■ **Questions to answer**
A. Reproduce word for word the portion of the passage on Morgenthau and the Armenians that runs from "Few were left" up to and including "as a result.".
B. Go on with the passage on Morgenthau and the Armenians, picking up directly after its final sentence.

■ **Quoted passage**
——
Let's bear in mind nothing would have happened to the Armenians had they not rebelled in
their country's darkest hour. The resettlement decision made sense even to Morgenthau's
boss (and part-ghostwriter of the ambassador's "Story" Book), American Secretary
of State Robert Lansing; he wrote (November 21 1916, to President Wilson):
"I could see that [the Armenians'] well-known disloyalty to the Ottoman Government
and the fact that the territory which they inhabited was within the zone of military
operations constituted grounds more or less justifiable for compelling them to depart
their homes."
So had the Armenians remained loyal, many would have died in great numbers of famine and
disease regardless. Ambassador Morgenthau wrote in his "Story" Book that
thousands of Turks were dying daily of famine, because all the able-bodied men were
mobilized into the army, fighting a desperate, multi-front war against world superpowers.
Few were left behind to till the fields, Morgenthau told us, and he estimated a quarter
of the empire's Turkish population died of starvation, as a result.
Were these Turks similarly "murdered" by their government?
It's one thing to claim starvation policies were willfully imposed. (Highly unethical, if
there's no proof.) It's another to ignore the historical context. Another reason for the
widespread famine was the British conducted a naval blockade of the empire, preventing
goods from coming in. What if the Ottoman government simply COULDN'T feed its people? Why
is Prof. Rummel concluding the reasons for these deaths must have been because the Turks
were evil?
——
■ **Record extracts**
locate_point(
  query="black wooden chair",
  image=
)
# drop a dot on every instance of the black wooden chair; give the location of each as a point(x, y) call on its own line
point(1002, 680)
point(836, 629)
——
■ **Solved problems**
A.
Few were left behind to till the fields, Morgenthau told us, and he estimated a quarter
of the empire's Turkish population died of starvation, as a result.

B.
Richard Hovannisian wrote in
his 1967 book that some 150,000 Armenians also died of famine and disease while
accompanying the Russian retreats. The Turks were nowhere in sight. Thousands of Armenians
died similarly while accompanying the French retreats, at Marash. No doubt these figures
are part of the bloated "2.1 million" Armenians Prof. Rummel tells us were all
"murdered" by the Turks.
Prof. Rummel concludes the corpse is of an Armenian boy. Most likely it is, as Armin
Wegner, the photographer, was obsessed over the Armenians, and didn't shed many tears over
the "thousands of Turks dying daily" of similar causes. However, how do we know
for certain? Prof. Rummel gives his faith entirely to an Armenian web site, which
identifies the photograph as: "1915-1916, corpse of young Armenian boy starved to
death, collapsed at doorstep. Location: Ottoman empire, region Syria."
Yet, when queried, The director of the museum where these photographs are housed (Stutgart's
Schiller-Nationalmuseum Deutsches Literaturarchiv) had written: "Unfortunately, we
do not have any indication regarding when or in what country the Wegner photographs were
taken. As a result, the dating, and sites depicted must be determined by whoever uses the
photos.''
The Armenian web site uses the photos. The Armenian web site can write anything to
identify the photos. And the "scholarly" Rudy Rummel accepts at face value what
the Armenian web site has come up with.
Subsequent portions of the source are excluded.